● Recorded data:
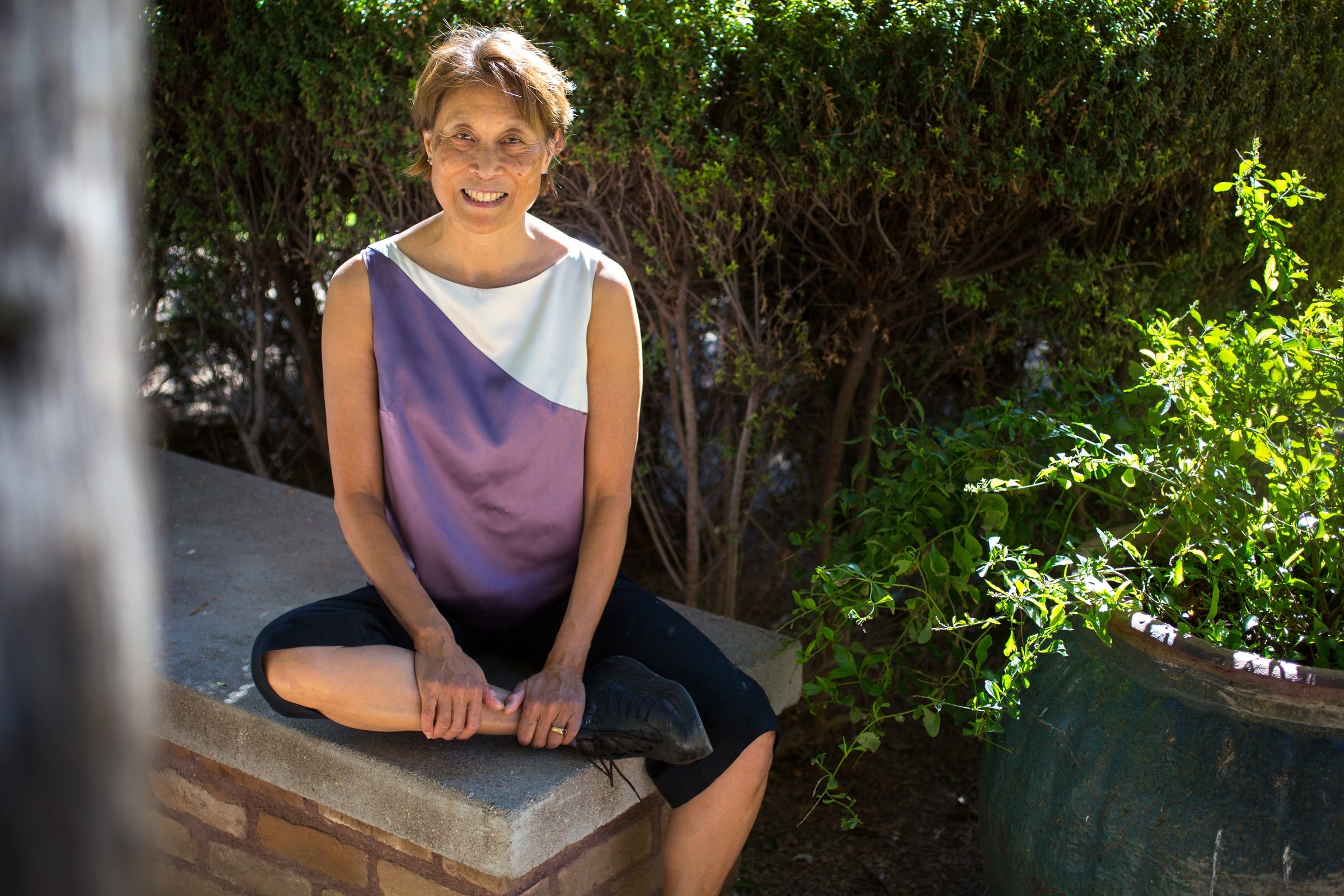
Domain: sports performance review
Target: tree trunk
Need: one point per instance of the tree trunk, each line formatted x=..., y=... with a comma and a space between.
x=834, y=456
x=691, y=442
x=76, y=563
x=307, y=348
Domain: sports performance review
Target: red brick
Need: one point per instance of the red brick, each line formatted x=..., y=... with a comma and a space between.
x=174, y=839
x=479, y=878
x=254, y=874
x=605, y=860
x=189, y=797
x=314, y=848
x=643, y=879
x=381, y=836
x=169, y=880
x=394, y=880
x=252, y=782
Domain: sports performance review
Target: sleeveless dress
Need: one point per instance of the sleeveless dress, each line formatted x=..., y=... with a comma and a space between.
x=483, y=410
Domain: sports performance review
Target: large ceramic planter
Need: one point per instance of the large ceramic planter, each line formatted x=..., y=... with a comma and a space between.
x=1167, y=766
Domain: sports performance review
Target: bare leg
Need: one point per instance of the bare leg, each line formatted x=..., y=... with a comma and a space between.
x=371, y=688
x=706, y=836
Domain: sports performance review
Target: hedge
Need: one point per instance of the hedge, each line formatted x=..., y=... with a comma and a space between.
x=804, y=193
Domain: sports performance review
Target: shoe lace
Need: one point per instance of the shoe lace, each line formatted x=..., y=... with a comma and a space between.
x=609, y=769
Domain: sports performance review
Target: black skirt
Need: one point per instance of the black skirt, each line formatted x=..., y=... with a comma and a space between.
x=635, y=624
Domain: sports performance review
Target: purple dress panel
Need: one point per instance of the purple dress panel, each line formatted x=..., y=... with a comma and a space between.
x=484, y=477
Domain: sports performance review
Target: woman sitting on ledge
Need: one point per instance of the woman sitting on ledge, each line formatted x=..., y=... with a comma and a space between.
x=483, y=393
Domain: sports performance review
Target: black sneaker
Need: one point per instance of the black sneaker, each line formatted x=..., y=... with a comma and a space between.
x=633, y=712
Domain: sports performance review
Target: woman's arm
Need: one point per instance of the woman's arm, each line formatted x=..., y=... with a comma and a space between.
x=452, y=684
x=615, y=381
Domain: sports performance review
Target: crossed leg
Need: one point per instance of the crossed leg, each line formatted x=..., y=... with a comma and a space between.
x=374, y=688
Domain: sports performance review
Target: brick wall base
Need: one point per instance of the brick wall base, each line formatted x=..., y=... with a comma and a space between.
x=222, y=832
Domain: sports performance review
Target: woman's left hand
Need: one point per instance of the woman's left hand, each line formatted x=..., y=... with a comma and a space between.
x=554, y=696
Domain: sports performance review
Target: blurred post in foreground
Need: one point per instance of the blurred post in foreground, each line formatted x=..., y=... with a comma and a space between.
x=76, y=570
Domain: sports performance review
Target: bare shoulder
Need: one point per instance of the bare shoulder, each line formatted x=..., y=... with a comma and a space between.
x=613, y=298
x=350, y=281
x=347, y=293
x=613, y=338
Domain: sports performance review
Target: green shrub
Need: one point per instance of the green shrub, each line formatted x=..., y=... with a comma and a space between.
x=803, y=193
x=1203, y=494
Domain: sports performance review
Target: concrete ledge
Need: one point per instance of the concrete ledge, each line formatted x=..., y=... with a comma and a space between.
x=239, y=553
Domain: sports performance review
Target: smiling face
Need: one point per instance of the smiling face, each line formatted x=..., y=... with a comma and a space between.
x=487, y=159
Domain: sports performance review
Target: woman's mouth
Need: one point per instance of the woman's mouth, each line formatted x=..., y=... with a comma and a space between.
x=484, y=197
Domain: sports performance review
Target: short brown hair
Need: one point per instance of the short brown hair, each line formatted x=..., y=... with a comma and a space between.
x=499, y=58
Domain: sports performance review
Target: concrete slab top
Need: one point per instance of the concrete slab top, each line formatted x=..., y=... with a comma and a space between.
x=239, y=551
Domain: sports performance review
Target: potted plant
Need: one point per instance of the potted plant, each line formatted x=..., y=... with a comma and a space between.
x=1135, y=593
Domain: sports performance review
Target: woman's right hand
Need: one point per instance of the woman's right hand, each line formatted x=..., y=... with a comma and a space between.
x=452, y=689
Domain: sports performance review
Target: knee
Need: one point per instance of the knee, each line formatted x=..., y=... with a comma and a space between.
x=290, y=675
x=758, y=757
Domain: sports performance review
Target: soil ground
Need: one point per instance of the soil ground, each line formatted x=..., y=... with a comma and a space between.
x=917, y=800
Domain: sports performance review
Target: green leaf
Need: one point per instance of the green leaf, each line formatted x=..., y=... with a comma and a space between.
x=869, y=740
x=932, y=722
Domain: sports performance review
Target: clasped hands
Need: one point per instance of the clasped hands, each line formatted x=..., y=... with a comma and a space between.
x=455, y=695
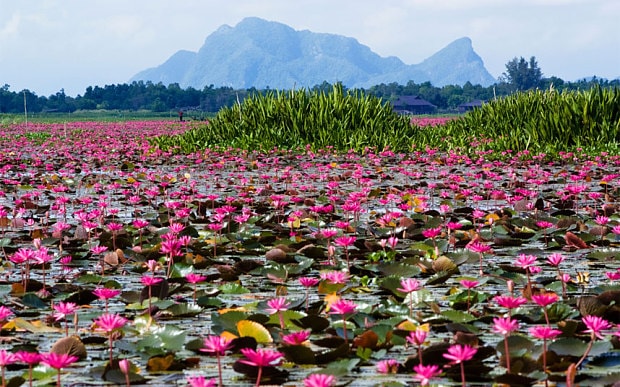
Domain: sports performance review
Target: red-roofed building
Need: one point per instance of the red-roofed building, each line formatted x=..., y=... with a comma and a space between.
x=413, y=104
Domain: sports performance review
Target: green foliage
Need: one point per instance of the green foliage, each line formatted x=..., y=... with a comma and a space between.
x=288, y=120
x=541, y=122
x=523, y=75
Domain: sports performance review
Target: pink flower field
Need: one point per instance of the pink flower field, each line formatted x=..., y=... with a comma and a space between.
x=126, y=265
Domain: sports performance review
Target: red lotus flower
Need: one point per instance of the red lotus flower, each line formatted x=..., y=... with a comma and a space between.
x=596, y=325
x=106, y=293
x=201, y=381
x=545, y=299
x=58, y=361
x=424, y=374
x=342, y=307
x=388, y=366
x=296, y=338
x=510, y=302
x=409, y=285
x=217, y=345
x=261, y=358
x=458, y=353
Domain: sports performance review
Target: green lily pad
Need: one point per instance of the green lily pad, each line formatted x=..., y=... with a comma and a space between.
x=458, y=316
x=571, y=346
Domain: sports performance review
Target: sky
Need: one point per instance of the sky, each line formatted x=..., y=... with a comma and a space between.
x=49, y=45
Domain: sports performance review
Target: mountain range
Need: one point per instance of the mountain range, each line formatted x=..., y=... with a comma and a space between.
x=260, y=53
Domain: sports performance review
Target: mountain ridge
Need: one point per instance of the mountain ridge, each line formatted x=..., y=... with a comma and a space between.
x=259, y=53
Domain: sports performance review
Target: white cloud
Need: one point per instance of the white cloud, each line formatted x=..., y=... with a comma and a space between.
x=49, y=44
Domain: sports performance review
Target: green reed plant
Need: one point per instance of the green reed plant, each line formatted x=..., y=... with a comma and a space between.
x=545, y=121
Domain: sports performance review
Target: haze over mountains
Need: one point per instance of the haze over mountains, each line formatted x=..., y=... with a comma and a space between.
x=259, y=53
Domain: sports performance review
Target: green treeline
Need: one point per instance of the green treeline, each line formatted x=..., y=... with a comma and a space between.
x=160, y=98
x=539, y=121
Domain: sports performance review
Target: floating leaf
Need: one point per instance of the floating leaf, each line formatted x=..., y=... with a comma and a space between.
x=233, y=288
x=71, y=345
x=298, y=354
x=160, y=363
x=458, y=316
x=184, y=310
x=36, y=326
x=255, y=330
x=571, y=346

● The exercise:
Rewrite every line of the material above as a Markdown table with two columns, Row and Line: Row holds the line's number and Line holds the line itself. Leave out blank lines and the pictures.

● The completed task:
| Row | Line |
|---|---|
| 1 | Domain: sports performance review |
| 2 | Target: tree trunk |
| 3 | Need: one point per instance of the tree trunk, each line formatted x=..., y=... with a comma and a space between. |
| 4 | x=834, y=456 |
| 5 | x=691, y=442 |
| 6 | x=76, y=563 |
| 7 | x=307, y=348 |
| 8 | Domain: sports performance review |
| 9 | Target: red brick |
| 10 | Need: one point per instance of the red brick, each line formatted x=..., y=... with a comma and a space between. |
| 11 | x=174, y=839 |
| 12 | x=479, y=878 |
| 13 | x=254, y=874 |
| 14 | x=605, y=860 |
| 15 | x=189, y=797 |
| 16 | x=314, y=848 |
| 17 | x=643, y=879 |
| 18 | x=381, y=836 |
| 19 | x=169, y=880 |
| 20 | x=394, y=880 |
| 21 | x=252, y=782 |
| 22 | Domain: sports performance review |
| 23 | Target: sleeveless dress |
| 24 | Need: one point per instance of the sleeveless dress, each line formatted x=..., y=... with a comma and a space between. |
| 25 | x=483, y=410 |
| 26 | Domain: sports performance review |
| 27 | Target: large ceramic planter |
| 28 | Need: one point per instance of the large ceramic planter, each line formatted x=..., y=... with a comma and a space between. |
| 29 | x=1167, y=766 |
| 30 | Domain: sports performance review |
| 31 | Target: bare leg |
| 32 | Need: one point per instance of the bare leg, each line formatted x=..., y=... with a comma and a space between. |
| 33 | x=371, y=688 |
| 34 | x=706, y=836 |
| 35 | Domain: sports performance review |
| 36 | Target: hedge |
| 37 | Need: one point per instance of the hedge, each line formatted x=..., y=... with a comma and a space between. |
| 38 | x=804, y=193 |
| 39 | Domain: sports performance review |
| 40 | Target: shoe lace |
| 41 | Need: one point per instance of the shoe lace, each line formatted x=..., y=... with a comma and a space between. |
| 42 | x=609, y=769 |
| 43 | Domain: sports performance review |
| 44 | Target: black skirt |
| 45 | Need: one point per instance of the black skirt, each line formatted x=..., y=... with a comma and a space between. |
| 46 | x=635, y=624 |
| 47 | Domain: sports performance review |
| 48 | Target: purple dress panel |
| 49 | Need: one point per instance of the purple dress panel, each line formatted x=..., y=... with a comma and a space between. |
| 50 | x=484, y=477 |
| 51 | Domain: sports performance review |
| 52 | Target: woman sitting on ledge |
| 53 | Need: one point per instance of the woman sitting on ledge, each line formatted x=..., y=... with a comma and a space between. |
| 54 | x=483, y=393 |
| 55 | Domain: sports performance review |
| 56 | Target: black sneaker |
| 57 | Need: one point per instance of the black sneaker, each line formatted x=..., y=... with a comma and a space between. |
| 58 | x=633, y=712 |
| 59 | Domain: sports performance review |
| 60 | Target: woman's arm |
| 61 | Need: one point per instance of the woman's arm, each line formatted x=..., y=... with a comma and a space between. |
| 62 | x=452, y=684 |
| 63 | x=615, y=381 |
| 64 | Domain: sports performance review |
| 65 | Target: crossed leg |
| 66 | Need: one point per instance of the crossed leg, each line formatted x=..., y=... with a comma and a space between. |
| 67 | x=374, y=688 |
| 68 | Domain: sports performance review |
| 69 | Target: brick wall base |
| 70 | Need: one point per instance of the brick wall base, each line formatted x=..., y=... with a comma and a space between. |
| 71 | x=222, y=832 |
| 72 | Domain: sports performance review |
| 73 | Target: woman's left hand |
| 74 | Need: one point per instance of the woman's left hand, each line formatted x=..., y=... with a comma and a space between. |
| 75 | x=554, y=696 |
| 76 | Domain: sports performance review |
| 77 | Target: blurred post in foreground |
| 78 | Need: one point per instance of the blurred post in foreground, each line formatted x=..., y=... with a comma and a space between. |
| 79 | x=76, y=570 |
| 80 | Domain: sports performance review |
| 81 | Target: bare shoulder |
| 82 | Need: one point per instance of the bare shoulder, each line formatted x=..., y=... with a comma and a space between. |
| 83 | x=613, y=298 |
| 84 | x=350, y=281 |
| 85 | x=347, y=293 |
| 86 | x=613, y=338 |
| 87 | Domain: sports performance review |
| 88 | Target: green shrub |
| 89 | Need: one point per instance of the green shrub, each line formatted x=..., y=... with a comma and a space between. |
| 90 | x=803, y=193 |
| 91 | x=1203, y=494 |
| 92 | Domain: sports performance review |
| 93 | Target: concrete ledge |
| 94 | Need: one point per instance of the concrete ledge, each line formatted x=..., y=... with a comma and a space between. |
| 95 | x=239, y=553 |
| 96 | Domain: sports performance review |
| 97 | Target: smiling face |
| 98 | Need: one point per instance of the smiling face, each line formatted x=..., y=... with a comma and a space between. |
| 99 | x=487, y=159 |
| 100 | Domain: sports performance review |
| 101 | Target: woman's mouth |
| 102 | Need: one point per instance of the woman's mouth, each line formatted x=..., y=... with a comma and a space between. |
| 103 | x=484, y=197 |
| 104 | Domain: sports performance review |
| 105 | Target: short brown hair |
| 106 | Need: one point per instance of the short brown hair, each line formatted x=..., y=... with a comma and a space between. |
| 107 | x=499, y=58 |
| 108 | Domain: sports performance review |
| 109 | Target: concrete slab top |
| 110 | Need: one point per instance of the concrete slab top, each line formatted x=..., y=... with a comma and a space between. |
| 111 | x=239, y=551 |
| 112 | Domain: sports performance review |
| 113 | Target: potted plant |
| 114 | Need: one point per instance of the potted plant, each line formatted x=..., y=... with a comma and a space between. |
| 115 | x=1135, y=593 |
| 116 | Domain: sports performance review |
| 117 | Target: woman's right hand |
| 118 | Need: one point per instance of the woman's right hand, each line formatted x=..., y=... with a comma and a space between. |
| 119 | x=452, y=689 |
| 120 | Domain: sports performance review |
| 121 | Target: knee |
| 122 | Need: one point per instance of the knee, each line formatted x=..., y=... with a comma and a space between. |
| 123 | x=290, y=675 |
| 124 | x=758, y=757 |
| 125 | Domain: sports performance review |
| 126 | Target: soil ground |
| 127 | Need: one point per instance of the soil ground, each line formatted x=..., y=... with a comma and a space between. |
| 128 | x=917, y=800 |
| 129 | Domain: sports performance review |
| 130 | Target: green leaf |
| 131 | Need: one point per instance of the green leaf, each line formatted x=..., y=... with a comma and a space between. |
| 132 | x=869, y=740 |
| 133 | x=932, y=722 |
| 134 | Domain: sports performance review |
| 135 | Target: clasped hands |
| 136 | Need: one point per instance of the clasped hands, each line formatted x=..., y=... with a comma and a space between. |
| 137 | x=455, y=695 |
| 138 | Domain: sports performance review |
| 139 | Target: red-roofed building |
| 140 | Need: one point per instance of the red-roofed building, each line formatted x=..., y=... with a comma and a space between. |
| 141 | x=413, y=104 |
| 142 | Domain: sports performance review |
| 143 | Target: green foliage |
| 144 | Need: one point per instance of the green foliage, each line formatted x=..., y=... with a comma and a space between. |
| 145 | x=288, y=120 |
| 146 | x=541, y=122 |
| 147 | x=523, y=75 |
| 148 | Domain: sports performance review |
| 149 | Target: pink flower field |
| 150 | Need: one point per instance of the pink flower field, each line formatted x=..., y=... with a comma and a space between. |
| 151 | x=126, y=265 |
| 152 | Domain: sports performance review |
| 153 | Target: red lotus flower |
| 154 | Need: one point per instance of the red lotus flower, each line formatted x=..., y=... with a comma and a space between. |
| 155 | x=596, y=325 |
| 156 | x=106, y=293 |
| 157 | x=201, y=381 |
| 158 | x=545, y=299 |
| 159 | x=58, y=361 |
| 160 | x=424, y=374 |
| 161 | x=342, y=307 |
| 162 | x=388, y=366 |
| 163 | x=296, y=338 |
| 164 | x=510, y=302 |
| 165 | x=409, y=285 |
| 166 | x=217, y=345 |
| 167 | x=261, y=358 |
| 168 | x=458, y=353 |
| 169 | Domain: sports performance review |
| 170 | Target: green lily pad |
| 171 | Need: one point per instance of the green lily pad, each line formatted x=..., y=... with a comma and a space between. |
| 172 | x=458, y=316 |
| 173 | x=571, y=346 |
| 174 | Domain: sports performance review |
| 175 | Target: sky |
| 176 | Need: one point per instance of the sky, each line formatted x=..., y=... with a comma and a space between. |
| 177 | x=49, y=45 |
| 178 | Domain: sports performance review |
| 179 | Target: mountain range |
| 180 | Need: one point per instance of the mountain range, each line formatted x=..., y=... with a comma and a space between. |
| 181 | x=260, y=53 |
| 182 | Domain: sports performance review |
| 183 | Target: mountain ridge |
| 184 | Need: one point per instance of the mountain ridge, each line formatted x=..., y=... with a comma and a space between. |
| 185 | x=259, y=53 |
| 186 | Domain: sports performance review |
| 187 | Target: white cloud |
| 188 | Need: one point per instance of the white cloud, each line formatted x=..., y=... with a comma and a space between. |
| 189 | x=49, y=44 |
| 190 | Domain: sports performance review |
| 191 | Target: green reed plant |
| 192 | Need: one point per instance of the green reed plant, each line formatted x=..., y=... with a comma and a space between. |
| 193 | x=545, y=121 |
| 194 | Domain: sports performance review |
| 195 | Target: haze over mountains |
| 196 | Need: one point per instance of the haze over mountains, each line formatted x=..., y=... with a comma and a space between. |
| 197 | x=259, y=53 |
| 198 | Domain: sports performance review |
| 199 | Target: green treeline |
| 200 | Need: one point per instance of the green treeline, each line formatted x=..., y=... with a comma and a space between. |
| 201 | x=160, y=98 |
| 202 | x=539, y=121 |
| 203 | Domain: sports performance review |
| 204 | Target: floating leaf |
| 205 | Need: one point per instance of the floating leaf, each line formatted x=..., y=... with a comma and a space between. |
| 206 | x=233, y=288 |
| 207 | x=71, y=345 |
| 208 | x=298, y=354 |
| 209 | x=160, y=363 |
| 210 | x=458, y=316 |
| 211 | x=184, y=310 |
| 212 | x=36, y=326 |
| 213 | x=255, y=330 |
| 214 | x=571, y=346 |